[Directions]:
a – How would you render this sentence from the District 211 text in Spanish: "Plaintiffs refer to the policy as District 211's "compelled affirmation policy.""?
b – Can you carry the District 211 text forward, picking up right after its final sentence?

[Text]:
====================

The crux of this suit is that defendants seek to affirm the claimed genders of students by allowing male students who claim female gender to use privacy facilities (i.e., bathrooms and locker rooms) designated for use by the female sex and female students who claim male gender to use privacy facilities designated for the male sex. Plaintiffs refer to the policy as District 211's "compelled affirmation policy." Plaintiffs allege District 211 did not adopt the policy based on students' manifesting behaviors or appearances stereotypical of genders different from their own. Rather, District 211 adopted the policy solely to affirm the claimed genders of those students claiming a gender different from their sex at birth.

District 211's enforcement of the compelled affirmation policy has caused SPP Students embarrassment, humiliation, anxiety, fear, apprehension, stress, degradation and loss of dignity. SPP Students are at continual risk of encountering (and sometimes do encounter), without their consent, members of the opposite sex while disrobing, showering, urinating, defecating and while changing tampons and feminine napkins. When District 211 first allowed Student A to use female restrooms, SPP Girls were startled, shocked, embarrassed and frightened by the presence of a male in the girls' restroom.

At some point after District 211 first allowed Student A to use the girls' restrooms but before it allowed her to use the girls' locker rooms, Student A used a girls' locker room anyway. A female student (who is not a plaintiff but who had been sexually assaulted previously) was exposed to Student A's penis. District 211 failed to investigate or remediate the situation. Instead, by December 2015, District 211 allowed Student A to access the girls' locker rooms. At first, the policy applied only to Student A, who was required to change in private changing stations while in the girls' locker rooms. On one or more occasions, Student A failed to use a private changing station while changing. The reason District 211 allowed Student A to use the girls' locker rooms is because it was used by females. Had the girls' locker rooms not been limited to females, District 211 would not have been able to affirm Student A's gender by allowing her also to use the girls' locker rooms.

After District 211 allowed Student A to use the girls' locker rooms, an SPP Parent requested that her daughter be allowed to use a private locker room. The district refused.

Eventually, District 211 adopted the compelled affirmation policy allowing all transgender students to use the restrooms and locker rooms (including showers) of their choice. All other students must use the restrooms and locker rooms designated for their sex. Before adopting the policy, District 211 did not investigate the reliability of the science underlying gender-affirmation treatments. Nor did it make any effort to understand the impacts such a policy would have on students exposed to opposite-sex, same-gendered students in locker rooms and restrooms.

====================

[Recorded data]:
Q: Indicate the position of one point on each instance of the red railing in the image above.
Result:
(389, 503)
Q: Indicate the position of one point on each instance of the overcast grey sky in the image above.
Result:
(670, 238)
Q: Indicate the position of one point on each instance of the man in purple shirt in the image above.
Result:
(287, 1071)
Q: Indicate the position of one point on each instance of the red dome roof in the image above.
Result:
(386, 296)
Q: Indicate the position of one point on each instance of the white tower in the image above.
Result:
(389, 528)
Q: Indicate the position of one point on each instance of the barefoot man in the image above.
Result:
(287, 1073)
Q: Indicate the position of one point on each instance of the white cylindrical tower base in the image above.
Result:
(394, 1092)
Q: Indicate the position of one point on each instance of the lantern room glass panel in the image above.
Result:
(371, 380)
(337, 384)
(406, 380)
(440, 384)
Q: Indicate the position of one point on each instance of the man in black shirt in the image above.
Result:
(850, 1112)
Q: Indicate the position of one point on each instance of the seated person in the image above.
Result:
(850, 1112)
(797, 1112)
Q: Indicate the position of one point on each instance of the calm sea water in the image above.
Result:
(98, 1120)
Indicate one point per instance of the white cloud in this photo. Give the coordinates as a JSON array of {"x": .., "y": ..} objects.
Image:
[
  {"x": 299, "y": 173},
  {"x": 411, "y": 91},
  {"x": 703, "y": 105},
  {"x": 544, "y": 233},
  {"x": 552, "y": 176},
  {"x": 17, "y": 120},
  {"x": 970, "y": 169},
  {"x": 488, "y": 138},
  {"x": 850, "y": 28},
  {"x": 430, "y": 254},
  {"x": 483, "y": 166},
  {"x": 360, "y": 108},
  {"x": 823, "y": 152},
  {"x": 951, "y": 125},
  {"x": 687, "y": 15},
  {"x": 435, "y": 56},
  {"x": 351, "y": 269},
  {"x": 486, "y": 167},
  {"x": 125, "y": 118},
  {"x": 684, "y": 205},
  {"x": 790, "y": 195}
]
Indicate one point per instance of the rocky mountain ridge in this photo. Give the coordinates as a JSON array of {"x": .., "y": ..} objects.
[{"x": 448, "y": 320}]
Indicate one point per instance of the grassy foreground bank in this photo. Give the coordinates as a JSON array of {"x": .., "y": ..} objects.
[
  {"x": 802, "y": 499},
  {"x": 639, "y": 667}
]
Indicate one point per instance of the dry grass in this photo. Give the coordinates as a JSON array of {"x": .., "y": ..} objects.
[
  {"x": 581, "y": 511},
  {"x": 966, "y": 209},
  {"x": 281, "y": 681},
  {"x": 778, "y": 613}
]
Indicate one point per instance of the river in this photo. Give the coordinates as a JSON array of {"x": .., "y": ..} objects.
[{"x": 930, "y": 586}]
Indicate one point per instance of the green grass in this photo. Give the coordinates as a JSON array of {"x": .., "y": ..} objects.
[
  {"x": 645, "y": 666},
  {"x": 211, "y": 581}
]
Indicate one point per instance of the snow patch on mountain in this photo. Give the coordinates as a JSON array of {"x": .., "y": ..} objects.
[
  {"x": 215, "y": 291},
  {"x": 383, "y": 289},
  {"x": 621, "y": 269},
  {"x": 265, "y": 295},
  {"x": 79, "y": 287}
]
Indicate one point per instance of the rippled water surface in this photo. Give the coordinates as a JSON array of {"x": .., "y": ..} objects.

====================

[Task-by-task answers]:
a – Los demandantes se refieren a la política como la «política de afirmación obligatoria» del Distrito 211.

b –
Under the compelled affirmation policy, District 211 allows students to use the restroom and locker room facilities of their choice, regardless of how each student presents or whether the student manifests behaviors or characteristics stereotypical of his or her claimed gender. Affirming each students' gender under the policy requires the participation of third parties, including SPP Students, who are directed to enforce or conform to the District's actions. District 211 has conveyed to students that when a person objects to the compelled affirmation policy, the person is intolerant and bigoted. District 211 has told SPP Students that if they are uncomfortable using a restroom or locker room, they should leave. Currently, District 211 has male students claiming feminine gender and female students claiming masculine gender. At least one of these students has been allowed to use locker rooms without using privacy stations. District 211 also has students claiming to be non-binary and genderless.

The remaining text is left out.